__Excerpts from a detection dataset__.
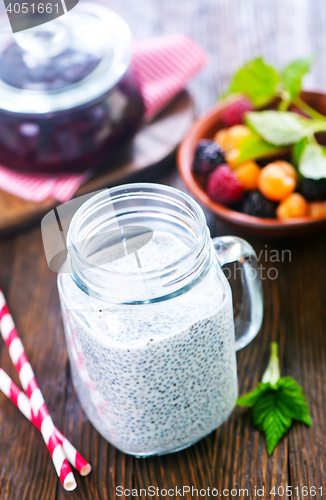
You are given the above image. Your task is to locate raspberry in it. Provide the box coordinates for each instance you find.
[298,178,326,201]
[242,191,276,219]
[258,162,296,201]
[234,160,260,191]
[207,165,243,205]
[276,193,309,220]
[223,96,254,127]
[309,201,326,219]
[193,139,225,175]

__What needs to be done__. Retype each line of the entries above verbatim, omitting the pictures.

__Full output__.
You are given the above image. Your task is to locate raspberry in it. Provide the box coordinates for each instance you find.
[298,178,326,201]
[242,191,276,219]
[258,162,296,201]
[234,160,260,191]
[207,165,243,205]
[276,193,309,220]
[223,96,254,127]
[309,201,326,219]
[193,139,225,175]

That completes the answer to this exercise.